--- Passage to read ---
5) Defer the decision
Pretend you’re a nurse. A doctor needs X-rays right now. You still have to draw and run blood, give overdue injections, cut nails, and empty anal sacs on an outpatient. Oh, and you would love to go to the bathroom.
Most nurses will say yes, because they want to be helpful. It’s what nurses do. Let’s list a few other options:
- You could take those X-rays, but your patients and clients would wait longer.
- You could laugh hysterically in your doctor’s face, then mumble crazy things under your breath.
- You could tell the doctor the tasks you already have to complete and ask them how they would like you to prioritize them. You’re not saying no, you’re simply asking, “What would you like me to do first?” You just deferred the final decision to the doctor. Chances are, they will realize they asked the wrong person.
6) Postpone the decision
We sometimes have to make an instant decision in social and professional situations, then we regret it. After all, we don’t like waiting and we don’t like to make people wait.
A little time and perspective can be your best friends. If your supervisor asks you to take on the open house project, but you already feel swamped, how do you respond?
Instead of saying yes to be a team player, be up front and say, “Thank you for thinking of me, let me get back to you about that.”
This doesn’t slam the door shut in their face, nor does it commit you. It gives you time to step back, evaluate your current responsibilities, and decide if you have the time and energy necessary to take on another project—and do it well.
Learn to politely say “let me think about it” and take back control over your time (and sanity).
7) Offer a solution
Pretend you’re a nurse. You are taking X-rays. One of the doctors asks if you can restrain for an exam. You look over the doctor’s shoulder to see a few of your coworkers doing busy work. Instead of saying no, quietly say, “I’m in the middle of taking X-rays right now. It looks like Samantha would be able to help you right away.”
If you cannot do something for someone, you can still help them find a more logical solution.
Pretend you’re an associate. You are asked to see Ms. Smith in room two. Yet, you already have five urgent things to do. Instead of saying no, negotiate: “I can see Ms. Smith if you can call Mr. Jones about his dog’s lab work and call the lab to ask which antibiotic I should choose.”
This takes the sting out of saying no, while providing a productive solution that solves everyone’s needs.
9) Stick to your priorities
You are invited to a charity dinner (a bargain: only $500 for a steak dinner). You are asked to sit on the board of the local shelter. You are offered to join the parent-teachers’ association.
Rather than adding to your overwhelmed schedule, borrow from my repertoire and reply:
“Dear Susie, Thank you so much for this invitation. I’m truly flattered! Unfortunately, I’ve got my priorities set for the year and this just doesn’t fit in. Again, thanks for thinking of me.”
10) Be bluntly honest
Veterinarians are asked to participate in surveys, research projects, panel discussions, dinner presentations, and so much more. Again, borrow from my private collection of canned answers, and reply honestly: “Hi Jim, I am completely overwhelmed and regret I will not have enough time for this exciting project. Thank you so much for thinking of me.”

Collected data
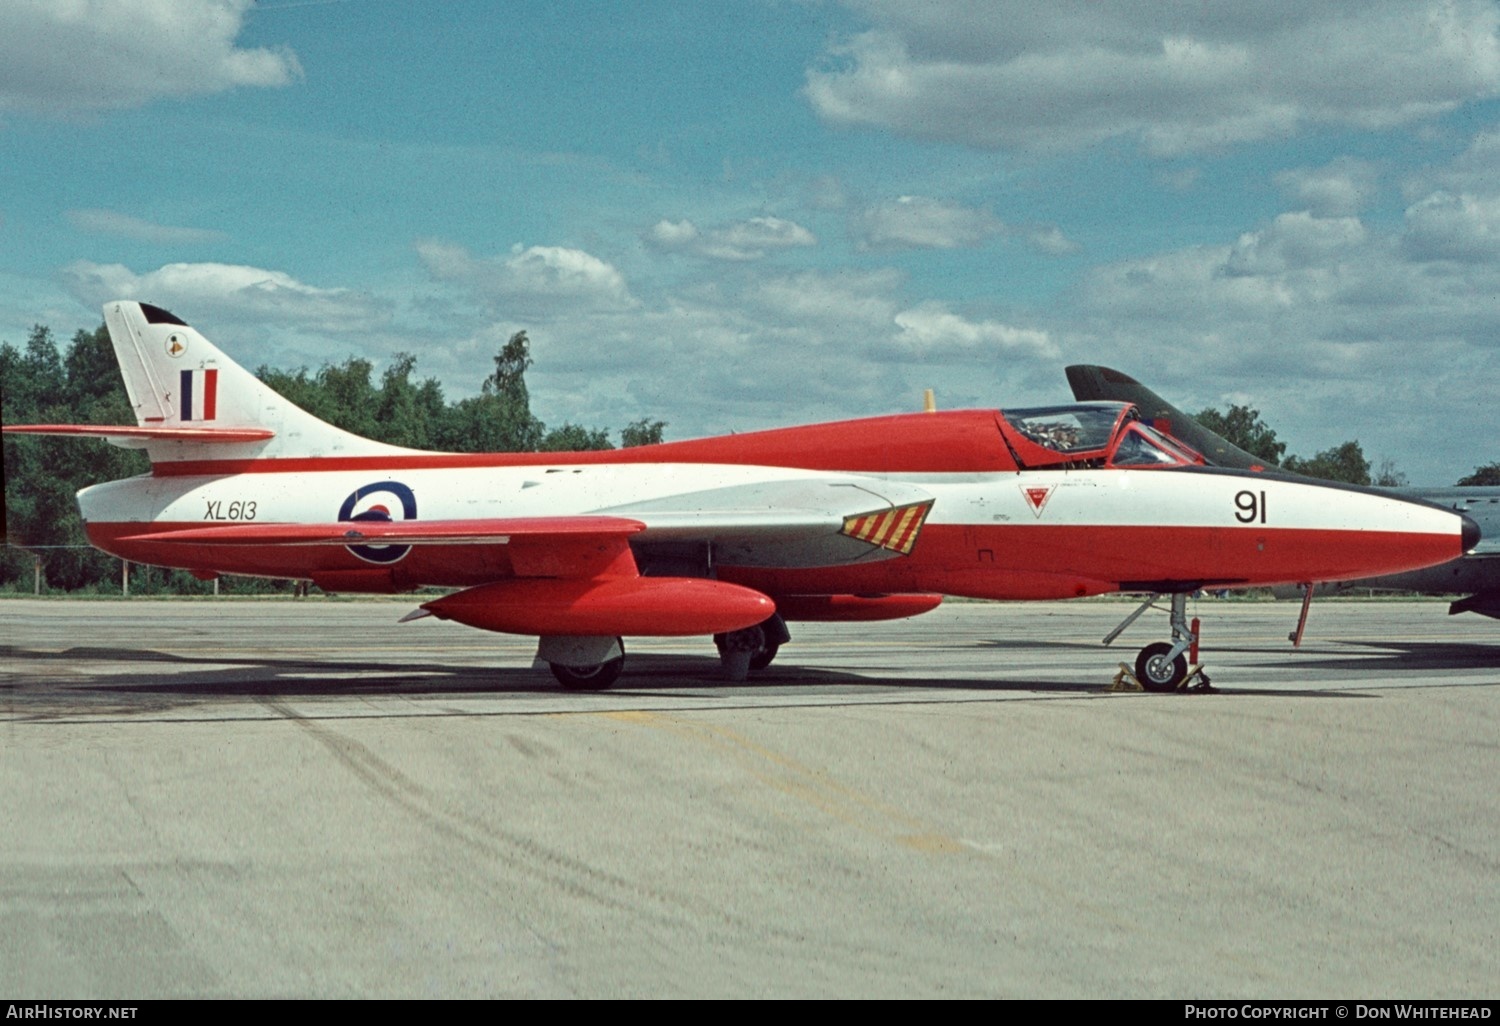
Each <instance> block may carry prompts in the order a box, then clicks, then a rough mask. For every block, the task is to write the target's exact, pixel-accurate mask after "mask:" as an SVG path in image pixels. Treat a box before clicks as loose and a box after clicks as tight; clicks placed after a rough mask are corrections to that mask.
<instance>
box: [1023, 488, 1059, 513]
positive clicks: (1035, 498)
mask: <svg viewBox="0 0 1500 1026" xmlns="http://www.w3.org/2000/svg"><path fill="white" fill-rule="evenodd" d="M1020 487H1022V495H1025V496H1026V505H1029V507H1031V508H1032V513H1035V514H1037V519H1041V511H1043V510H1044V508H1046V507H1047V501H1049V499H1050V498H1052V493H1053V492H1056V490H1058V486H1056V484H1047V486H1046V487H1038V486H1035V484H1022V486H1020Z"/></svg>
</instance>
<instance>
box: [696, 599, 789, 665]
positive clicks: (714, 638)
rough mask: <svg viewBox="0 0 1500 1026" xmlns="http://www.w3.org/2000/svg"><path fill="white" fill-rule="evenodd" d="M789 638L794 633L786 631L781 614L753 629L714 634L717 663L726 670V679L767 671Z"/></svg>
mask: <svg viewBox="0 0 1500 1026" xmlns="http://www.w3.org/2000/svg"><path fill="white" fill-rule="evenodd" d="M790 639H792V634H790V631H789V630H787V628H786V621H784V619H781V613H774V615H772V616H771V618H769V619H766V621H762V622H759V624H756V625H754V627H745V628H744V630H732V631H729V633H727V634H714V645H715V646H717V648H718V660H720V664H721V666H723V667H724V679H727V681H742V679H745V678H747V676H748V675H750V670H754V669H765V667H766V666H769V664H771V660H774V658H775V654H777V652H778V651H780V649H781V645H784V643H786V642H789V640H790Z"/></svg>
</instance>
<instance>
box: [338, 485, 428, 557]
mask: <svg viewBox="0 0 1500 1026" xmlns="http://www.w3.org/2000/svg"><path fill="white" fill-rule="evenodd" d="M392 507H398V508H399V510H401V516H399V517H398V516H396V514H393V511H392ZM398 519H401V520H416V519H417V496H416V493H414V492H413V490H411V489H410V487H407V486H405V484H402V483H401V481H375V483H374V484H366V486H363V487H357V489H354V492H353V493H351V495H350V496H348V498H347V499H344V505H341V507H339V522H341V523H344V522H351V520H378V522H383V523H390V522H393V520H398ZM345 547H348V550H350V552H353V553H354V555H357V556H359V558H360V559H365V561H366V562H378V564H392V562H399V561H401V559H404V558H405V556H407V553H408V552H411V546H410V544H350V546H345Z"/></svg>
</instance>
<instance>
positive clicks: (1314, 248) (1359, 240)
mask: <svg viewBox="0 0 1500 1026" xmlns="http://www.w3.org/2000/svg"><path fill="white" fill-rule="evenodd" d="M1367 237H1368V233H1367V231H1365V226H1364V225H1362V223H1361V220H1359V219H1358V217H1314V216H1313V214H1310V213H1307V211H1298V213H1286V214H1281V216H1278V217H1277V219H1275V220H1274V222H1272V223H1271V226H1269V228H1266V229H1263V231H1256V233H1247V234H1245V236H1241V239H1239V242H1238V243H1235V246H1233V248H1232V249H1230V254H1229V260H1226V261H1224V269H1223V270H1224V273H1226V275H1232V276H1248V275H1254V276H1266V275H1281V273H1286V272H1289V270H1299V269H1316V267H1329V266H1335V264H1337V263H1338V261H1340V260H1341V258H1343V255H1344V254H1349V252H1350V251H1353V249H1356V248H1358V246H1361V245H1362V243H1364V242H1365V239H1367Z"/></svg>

--

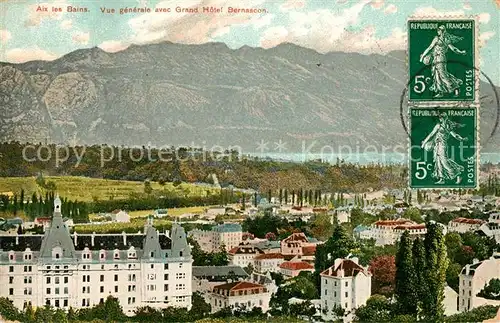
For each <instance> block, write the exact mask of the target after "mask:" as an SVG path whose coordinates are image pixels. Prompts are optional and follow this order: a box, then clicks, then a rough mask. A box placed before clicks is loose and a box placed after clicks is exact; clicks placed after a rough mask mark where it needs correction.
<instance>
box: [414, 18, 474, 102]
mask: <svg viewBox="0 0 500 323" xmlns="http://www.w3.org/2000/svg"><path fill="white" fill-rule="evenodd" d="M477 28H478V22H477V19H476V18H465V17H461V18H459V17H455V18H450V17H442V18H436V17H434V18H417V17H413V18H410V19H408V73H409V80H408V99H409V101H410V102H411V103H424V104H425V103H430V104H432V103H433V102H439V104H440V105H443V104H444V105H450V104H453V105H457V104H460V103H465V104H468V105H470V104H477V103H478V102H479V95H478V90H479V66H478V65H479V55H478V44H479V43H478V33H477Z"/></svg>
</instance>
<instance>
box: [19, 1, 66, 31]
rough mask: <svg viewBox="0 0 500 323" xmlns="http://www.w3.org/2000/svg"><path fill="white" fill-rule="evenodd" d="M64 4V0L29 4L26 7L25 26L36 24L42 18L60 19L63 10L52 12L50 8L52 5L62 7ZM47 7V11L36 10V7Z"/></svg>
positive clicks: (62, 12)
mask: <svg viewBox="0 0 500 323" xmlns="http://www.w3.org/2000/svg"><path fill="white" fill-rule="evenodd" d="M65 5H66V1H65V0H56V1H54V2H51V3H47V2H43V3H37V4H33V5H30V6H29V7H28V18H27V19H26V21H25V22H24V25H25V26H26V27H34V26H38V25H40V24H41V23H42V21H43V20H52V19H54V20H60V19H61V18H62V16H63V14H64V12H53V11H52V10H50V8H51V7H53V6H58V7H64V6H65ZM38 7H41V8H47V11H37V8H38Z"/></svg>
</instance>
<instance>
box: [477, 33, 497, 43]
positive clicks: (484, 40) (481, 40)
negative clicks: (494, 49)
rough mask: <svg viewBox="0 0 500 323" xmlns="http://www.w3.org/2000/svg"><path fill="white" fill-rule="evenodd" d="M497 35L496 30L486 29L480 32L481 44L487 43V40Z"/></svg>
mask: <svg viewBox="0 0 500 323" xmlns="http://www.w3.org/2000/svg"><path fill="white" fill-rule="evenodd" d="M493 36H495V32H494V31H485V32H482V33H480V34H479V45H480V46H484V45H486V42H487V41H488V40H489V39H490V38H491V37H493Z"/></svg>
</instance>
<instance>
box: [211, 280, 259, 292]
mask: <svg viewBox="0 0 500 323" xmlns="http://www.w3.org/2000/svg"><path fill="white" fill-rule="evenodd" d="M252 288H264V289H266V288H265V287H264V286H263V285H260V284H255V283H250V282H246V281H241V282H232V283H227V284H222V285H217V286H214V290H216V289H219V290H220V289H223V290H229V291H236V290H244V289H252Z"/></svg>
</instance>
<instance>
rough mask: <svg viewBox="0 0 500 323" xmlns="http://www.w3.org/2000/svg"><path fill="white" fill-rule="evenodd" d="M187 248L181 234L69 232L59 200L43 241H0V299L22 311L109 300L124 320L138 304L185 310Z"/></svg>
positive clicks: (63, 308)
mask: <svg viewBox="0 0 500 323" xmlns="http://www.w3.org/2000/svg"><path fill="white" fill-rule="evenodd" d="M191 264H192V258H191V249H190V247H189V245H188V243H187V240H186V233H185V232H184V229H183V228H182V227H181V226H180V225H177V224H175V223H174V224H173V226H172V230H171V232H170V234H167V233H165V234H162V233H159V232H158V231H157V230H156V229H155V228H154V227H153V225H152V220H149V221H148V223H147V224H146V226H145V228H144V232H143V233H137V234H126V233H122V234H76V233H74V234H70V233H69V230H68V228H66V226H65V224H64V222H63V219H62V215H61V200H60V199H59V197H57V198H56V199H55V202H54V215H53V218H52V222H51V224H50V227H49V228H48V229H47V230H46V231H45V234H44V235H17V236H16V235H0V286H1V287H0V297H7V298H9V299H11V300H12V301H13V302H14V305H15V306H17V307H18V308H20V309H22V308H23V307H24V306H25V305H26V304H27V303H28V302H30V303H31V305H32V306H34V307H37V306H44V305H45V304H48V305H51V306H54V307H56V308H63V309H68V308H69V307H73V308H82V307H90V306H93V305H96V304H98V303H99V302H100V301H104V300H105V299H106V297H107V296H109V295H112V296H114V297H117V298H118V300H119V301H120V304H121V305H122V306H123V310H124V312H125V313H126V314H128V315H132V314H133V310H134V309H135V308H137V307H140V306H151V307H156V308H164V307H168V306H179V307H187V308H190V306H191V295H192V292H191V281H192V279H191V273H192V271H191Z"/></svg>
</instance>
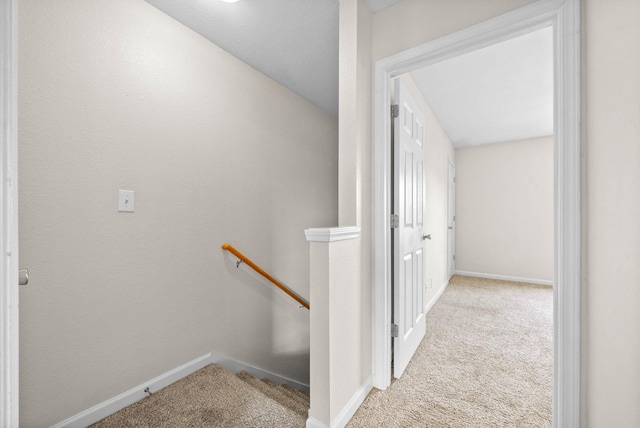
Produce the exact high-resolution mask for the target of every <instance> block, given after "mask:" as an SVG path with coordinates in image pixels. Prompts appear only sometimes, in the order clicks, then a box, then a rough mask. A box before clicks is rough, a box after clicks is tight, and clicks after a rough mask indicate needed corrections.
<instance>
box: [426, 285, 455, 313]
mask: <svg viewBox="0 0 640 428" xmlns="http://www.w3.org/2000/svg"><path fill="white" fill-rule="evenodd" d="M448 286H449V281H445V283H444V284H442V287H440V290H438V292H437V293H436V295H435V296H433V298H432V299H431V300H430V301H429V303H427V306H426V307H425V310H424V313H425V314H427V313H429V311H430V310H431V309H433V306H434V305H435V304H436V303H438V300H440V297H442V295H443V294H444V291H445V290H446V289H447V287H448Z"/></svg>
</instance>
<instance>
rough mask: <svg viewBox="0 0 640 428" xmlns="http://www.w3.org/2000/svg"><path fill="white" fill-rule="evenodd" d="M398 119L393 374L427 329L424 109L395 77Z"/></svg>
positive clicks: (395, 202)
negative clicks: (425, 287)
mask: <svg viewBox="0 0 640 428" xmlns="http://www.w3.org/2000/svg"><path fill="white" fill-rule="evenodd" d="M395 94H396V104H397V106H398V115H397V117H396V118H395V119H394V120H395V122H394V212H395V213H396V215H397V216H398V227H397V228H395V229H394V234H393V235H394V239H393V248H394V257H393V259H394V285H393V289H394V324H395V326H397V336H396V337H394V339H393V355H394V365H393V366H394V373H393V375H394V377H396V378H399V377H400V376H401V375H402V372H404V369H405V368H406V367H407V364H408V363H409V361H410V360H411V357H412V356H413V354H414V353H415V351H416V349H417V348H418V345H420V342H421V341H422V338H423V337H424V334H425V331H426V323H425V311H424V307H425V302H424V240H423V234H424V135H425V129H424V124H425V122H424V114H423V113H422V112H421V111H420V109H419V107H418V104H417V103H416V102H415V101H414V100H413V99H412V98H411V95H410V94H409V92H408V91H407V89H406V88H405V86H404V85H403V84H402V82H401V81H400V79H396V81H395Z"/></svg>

--- Exercise set ---
1. Do these statements agree with the passage on declining requests? Answer yes or no for each, quoting the words of the passage that decide it.
(a) In the example under "Offer a solution," the nurse names Samantha as someone who could help the doctor.
(b) The charity dinner costs $50.
(c) According to the passage, most nurses will refuse when a doctor needs X-rays right now.
2. How would you translate this sentence from the passage on declining requests into Spanish: "A little time and perspective can be your best friends."
You can set the rows aside; none of them are needed here.

--- Answers in order ---
1.
(a) Yes: "It looks like Samantha would be able to help you right away."
(b) No: "only $500 for a steak dinner"
(c) No: "Most nurses will say yes, because they want to be helpful."

2. Un poco de tiempo y perspectiva pueden ser tus mejores amigos.